* **Data for this exercise**
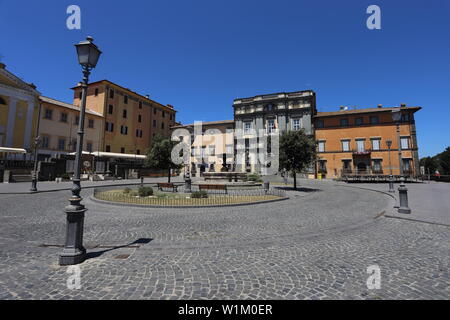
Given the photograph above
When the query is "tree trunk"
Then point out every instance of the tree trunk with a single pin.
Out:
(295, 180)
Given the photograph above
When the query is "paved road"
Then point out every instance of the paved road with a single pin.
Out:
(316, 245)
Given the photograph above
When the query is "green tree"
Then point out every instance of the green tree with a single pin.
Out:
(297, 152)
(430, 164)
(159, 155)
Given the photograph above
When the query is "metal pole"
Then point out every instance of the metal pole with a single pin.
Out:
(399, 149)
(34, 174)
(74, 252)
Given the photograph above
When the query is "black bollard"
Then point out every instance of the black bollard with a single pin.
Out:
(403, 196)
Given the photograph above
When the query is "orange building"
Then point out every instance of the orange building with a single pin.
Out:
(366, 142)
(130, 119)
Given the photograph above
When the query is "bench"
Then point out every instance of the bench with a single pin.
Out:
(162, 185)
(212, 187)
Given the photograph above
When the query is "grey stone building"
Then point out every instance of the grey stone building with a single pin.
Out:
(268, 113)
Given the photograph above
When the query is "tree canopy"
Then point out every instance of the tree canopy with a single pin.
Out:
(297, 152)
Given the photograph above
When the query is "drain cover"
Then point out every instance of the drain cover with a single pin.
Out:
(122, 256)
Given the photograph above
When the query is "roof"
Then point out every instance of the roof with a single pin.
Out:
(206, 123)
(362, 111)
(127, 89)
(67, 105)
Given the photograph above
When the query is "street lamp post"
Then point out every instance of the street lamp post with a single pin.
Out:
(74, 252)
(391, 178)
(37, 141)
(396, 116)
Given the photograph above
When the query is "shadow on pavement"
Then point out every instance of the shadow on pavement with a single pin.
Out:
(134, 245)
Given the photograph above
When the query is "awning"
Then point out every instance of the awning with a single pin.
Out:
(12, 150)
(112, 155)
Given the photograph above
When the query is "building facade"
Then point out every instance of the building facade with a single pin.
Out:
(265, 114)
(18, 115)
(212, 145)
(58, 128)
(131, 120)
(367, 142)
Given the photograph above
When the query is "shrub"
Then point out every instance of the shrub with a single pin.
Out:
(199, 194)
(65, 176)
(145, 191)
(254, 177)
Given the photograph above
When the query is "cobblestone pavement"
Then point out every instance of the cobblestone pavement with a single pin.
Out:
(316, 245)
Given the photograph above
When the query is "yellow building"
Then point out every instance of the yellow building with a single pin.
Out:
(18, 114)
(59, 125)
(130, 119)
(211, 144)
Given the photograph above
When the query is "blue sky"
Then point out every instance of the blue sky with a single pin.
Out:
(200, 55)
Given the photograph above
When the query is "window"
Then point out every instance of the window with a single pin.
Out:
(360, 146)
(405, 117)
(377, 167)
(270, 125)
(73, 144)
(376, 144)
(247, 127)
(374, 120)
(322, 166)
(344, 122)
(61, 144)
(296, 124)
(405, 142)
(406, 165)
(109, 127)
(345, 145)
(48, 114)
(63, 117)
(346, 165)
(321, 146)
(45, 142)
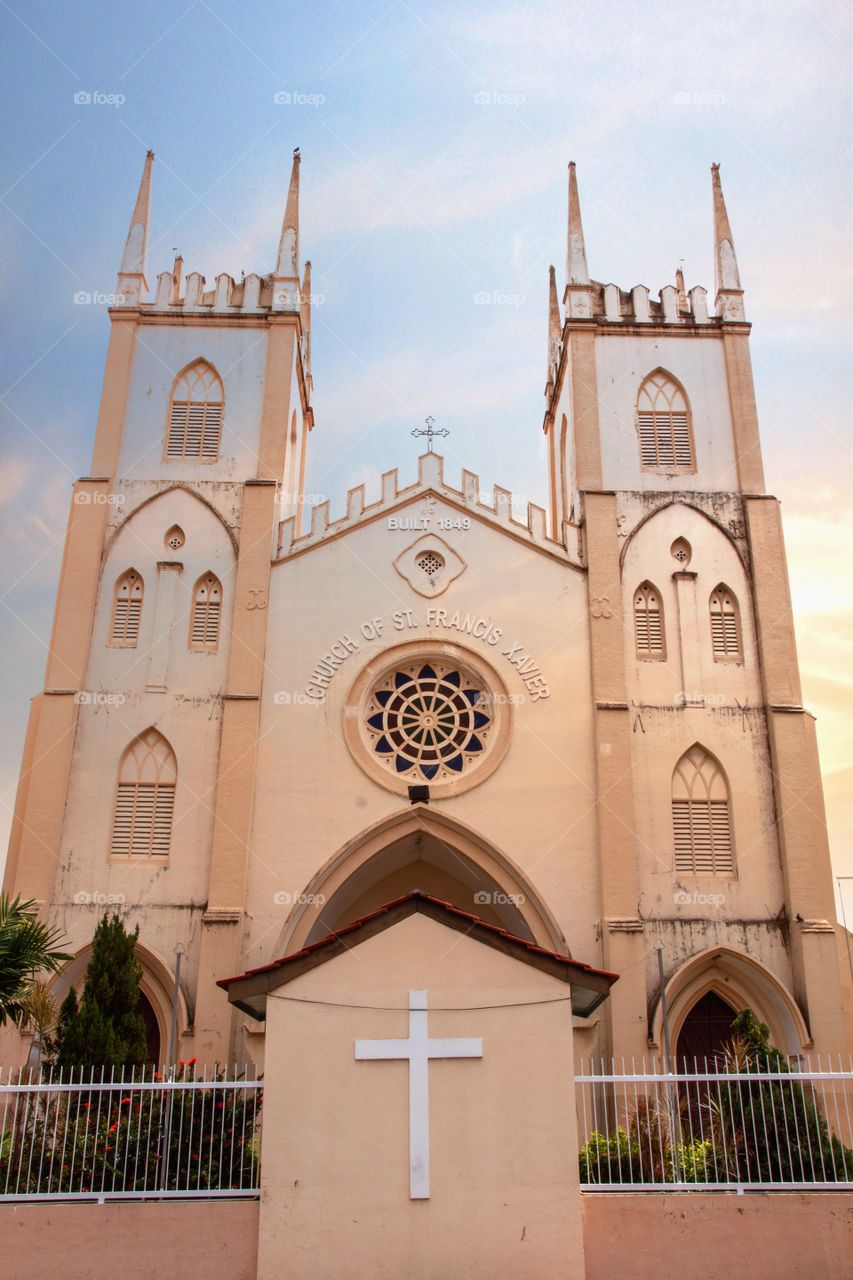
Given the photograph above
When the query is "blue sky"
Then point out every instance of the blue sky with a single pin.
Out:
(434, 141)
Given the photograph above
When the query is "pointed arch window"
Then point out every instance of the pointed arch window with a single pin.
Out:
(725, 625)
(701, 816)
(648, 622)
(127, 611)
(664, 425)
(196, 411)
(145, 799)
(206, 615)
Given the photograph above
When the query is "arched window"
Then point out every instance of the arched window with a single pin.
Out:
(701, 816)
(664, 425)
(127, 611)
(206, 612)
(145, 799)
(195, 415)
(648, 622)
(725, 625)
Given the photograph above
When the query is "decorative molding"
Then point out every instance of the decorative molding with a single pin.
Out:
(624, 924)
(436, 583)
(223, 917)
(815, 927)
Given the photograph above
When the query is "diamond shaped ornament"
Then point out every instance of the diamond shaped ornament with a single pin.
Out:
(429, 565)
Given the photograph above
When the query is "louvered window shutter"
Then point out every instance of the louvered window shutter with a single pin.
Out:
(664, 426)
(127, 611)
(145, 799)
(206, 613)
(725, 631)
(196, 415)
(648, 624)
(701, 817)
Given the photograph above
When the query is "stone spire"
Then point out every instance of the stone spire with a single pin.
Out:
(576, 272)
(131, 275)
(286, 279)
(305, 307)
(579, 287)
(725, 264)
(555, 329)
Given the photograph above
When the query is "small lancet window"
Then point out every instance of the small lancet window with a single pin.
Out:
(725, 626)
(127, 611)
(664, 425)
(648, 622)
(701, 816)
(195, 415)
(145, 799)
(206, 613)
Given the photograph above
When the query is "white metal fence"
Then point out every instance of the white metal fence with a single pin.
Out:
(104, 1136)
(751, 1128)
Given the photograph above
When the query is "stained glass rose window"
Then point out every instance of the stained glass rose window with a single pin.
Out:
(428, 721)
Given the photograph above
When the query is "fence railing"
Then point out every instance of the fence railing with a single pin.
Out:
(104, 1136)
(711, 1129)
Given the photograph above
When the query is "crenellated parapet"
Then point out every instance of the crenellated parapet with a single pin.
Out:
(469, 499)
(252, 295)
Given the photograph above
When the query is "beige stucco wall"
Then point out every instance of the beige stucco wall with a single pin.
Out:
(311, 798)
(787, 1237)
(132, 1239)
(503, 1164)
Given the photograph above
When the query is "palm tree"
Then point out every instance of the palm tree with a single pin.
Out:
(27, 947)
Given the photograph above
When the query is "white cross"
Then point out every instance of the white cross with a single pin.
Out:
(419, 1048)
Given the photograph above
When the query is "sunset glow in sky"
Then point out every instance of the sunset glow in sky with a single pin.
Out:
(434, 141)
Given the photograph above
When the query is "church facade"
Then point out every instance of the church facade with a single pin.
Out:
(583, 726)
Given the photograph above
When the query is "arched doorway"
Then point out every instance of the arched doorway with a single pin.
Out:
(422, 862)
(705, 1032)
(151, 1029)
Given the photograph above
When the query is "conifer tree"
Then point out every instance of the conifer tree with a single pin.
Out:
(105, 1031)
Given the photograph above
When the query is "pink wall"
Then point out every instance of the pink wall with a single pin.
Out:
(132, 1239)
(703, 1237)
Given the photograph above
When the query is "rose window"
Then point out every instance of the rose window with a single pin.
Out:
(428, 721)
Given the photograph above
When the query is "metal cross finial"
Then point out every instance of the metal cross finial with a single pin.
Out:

* **Task requirements**
Write out the entries again, exactly as given, skipping any images.

* **Response below**
Given the photograph above
When the query is "tree trunk"
Then point out every instance of the tree trunk with a single pin.
Out:
(295, 180)
Given the photograph above
When the query is "paved road"
Then point out every instance of the paved road with a single pin.
Out:
(316, 245)
Given the photograph above
When the query is "green tree"
Then point out every instance of the green tree with a single pin.
Out:
(297, 152)
(430, 164)
(159, 155)
Given the photograph above
When the query is "metal pole"
Then point out every instance of the metal pole with a single pin.
Out:
(399, 149)
(34, 174)
(74, 252)
Given the photograph above
When the query is "black bollard"
Then point out every instance of the black bollard with a single pin.
Out:
(403, 196)
Given the photograph above
When the query is "orange building"
Then point out every instance of the orange building with a single pin.
Out:
(366, 142)
(130, 119)
Given the photograph above
When the query is "bench"
Then point out every instance of the bench with a single pin.
Out:
(162, 185)
(212, 187)
Given the photograph above
When the query is "grey stone building"
Then point out every instance of the grey stone building with a single pin.
Out:
(268, 113)
Given the photograph above
When the query is "tree canopy"
Then point out every instance of the tree canopy with a single pin.
Out:
(297, 152)
Given the photograph above
When the query is "drain cover"
Then point out every instance of the drain cover with a single pin.
Out:
(122, 256)
Given the photograph above
When the query is "roof"
Then point out every instance of the roof with a single pin.
Out:
(206, 123)
(362, 111)
(127, 89)
(67, 105)
Given the photograph above
When the query is "street lamp post"
Then point out every instance of the street lamp post with a single pin.
Out:
(74, 252)
(391, 178)
(37, 141)
(396, 116)
Given the photograph above
When the query is "shadow on pavement"
Then point out every instance of the shadow on pavement with a single pin.
Out:
(134, 245)
Given the photograph above
When the query is "awning"
Then point out every instance of the awning with a single pin.
Out:
(12, 150)
(112, 155)
Given the photograph above
When the query is "building facade"
Then point out every instance of the building facade with a single pin.
Out:
(265, 114)
(18, 115)
(212, 145)
(58, 128)
(131, 120)
(367, 142)
Given the photograph above
When the query is "shrub"
Then point out every instance of the shrub with a single pin.
Out:
(199, 194)
(65, 176)
(145, 191)
(254, 177)
Given the photograph above
When the query is "cobblestone pavement"
Then point out every instance of the cobblestone pavement with a single pin.
Out:
(316, 245)
Given the photograph above
When the query is "yellow building"
Then point out every instance of the yellow building with a single pin.
Out:
(18, 114)
(59, 125)
(130, 119)
(211, 144)
Given the photograph above
When the query is "blue sky"
Then point out every instance of the blue sky with a single pin.
Out:
(200, 55)
Given the photograph above
When the query is "window"
Then point out every instance of the window with a single pin.
Out:
(360, 146)
(405, 117)
(377, 167)
(270, 125)
(73, 144)
(376, 144)
(247, 127)
(374, 120)
(322, 166)
(344, 122)
(61, 144)
(296, 124)
(405, 142)
(406, 165)
(109, 127)
(345, 145)
(48, 114)
(63, 117)
(346, 165)
(321, 146)
(45, 142)
Given the photograph above
When the query is "blue sky"
Then point out every instance of the blue sky with a single pin.
Out:
(434, 141)
Given the photograph above
When the query is "pointed arch window"
Then point out every instance of the pointed arch window with a single pin.
Out:
(725, 625)
(701, 816)
(648, 622)
(127, 611)
(664, 425)
(196, 411)
(145, 799)
(206, 615)
Given the photograph above
When the query is "arched window"
Then point out every instance of the arched window with a single pin.
Out:
(701, 816)
(664, 425)
(127, 611)
(206, 612)
(145, 799)
(195, 415)
(648, 622)
(725, 625)
Given the photograph above
When the query is "decorative molding"
Then point out every instance of the decorative molding with a single pin.
Out:
(624, 924)
(436, 583)
(223, 917)
(815, 927)
Given the photograph above
When the query is "diamond shaped ornament"
Then point out every instance of the diamond shaped ornament with a single pin.
Out:
(429, 565)
Given the photograph above
When the query is "louvered window shutter"
Then point out every instance of the louvered window shutter with a single pin.
Out:
(664, 426)
(127, 611)
(145, 799)
(206, 613)
(725, 631)
(196, 415)
(648, 624)
(701, 817)
Given the photograph above
When the query is "stone spire"
Then point out every instance of the stone spire with a single pin.
Out:
(576, 272)
(131, 275)
(286, 279)
(305, 307)
(579, 287)
(725, 264)
(555, 329)
Given the photograph above
When the query is "small lancet window"
Then point out every instance of the small lancet window with a single pin.
Out:
(725, 626)
(127, 611)
(664, 425)
(648, 622)
(701, 816)
(195, 415)
(145, 799)
(206, 613)
Given the photograph above
When the query is "white metal fence"
Then point out every instance of the white metal fence with a single pin.
Out:
(104, 1136)
(751, 1128)
Given the photograph above
When the query is "stained glass rose window"
Then point out every instance of the stained glass rose window with a single pin.
Out:
(428, 721)
Given the photograph above
When the query is "fence railing"
Then point out every instance of the fence railing with a single pin.
Out:
(104, 1136)
(711, 1129)
Given the photograph above
When the query is "crenellated parapet"
Then point out every instance of the crenellated parapet with a single pin.
Out:
(469, 499)
(252, 295)
Given the photograph above
When the query is "beige stucco wall"
Then point out every instance of the beige stucco wall with a single pin.
Out:
(311, 798)
(787, 1237)
(132, 1239)
(503, 1164)
Given the photograph above
When the query is "palm tree"
Then point out every instance of the palm tree with a single pin.
Out:
(27, 947)
Given the photograph above
When the query is "white cross"
Then point out every instance of the white cross with a single pin.
Out:
(419, 1048)
Given the photograph above
When the query is "sunset glow in sky"
Then point out every instance of the sunset glow in sky with a single pin.
Out:
(434, 141)
Given the photograph above
When the query is "church facade"
Then point out every instance of the church facade with a single pin.
Out:
(583, 726)
Given the photograph above
When the query is "arched doorway"
Then point out every instance of the arched doorway with a single pin.
Out:
(422, 862)
(705, 1032)
(151, 1029)
Given the photograph above
When the query is "conifer tree"
Then point out every instance of the conifer tree with a single pin.
Out:
(105, 1031)
Given the photograph above
When the query is "pink wall"
Then point out every instance of the pink wall with a single pin.
Out:
(132, 1239)
(703, 1237)
Given the photograph above
When the query is "rose window"
Then point out every instance of the rose window with a single pin.
Out:
(428, 721)
Given the photograph above
When the query is "metal cross finial"
Then point out every instance of the metal cross finial with a single pin.
Out:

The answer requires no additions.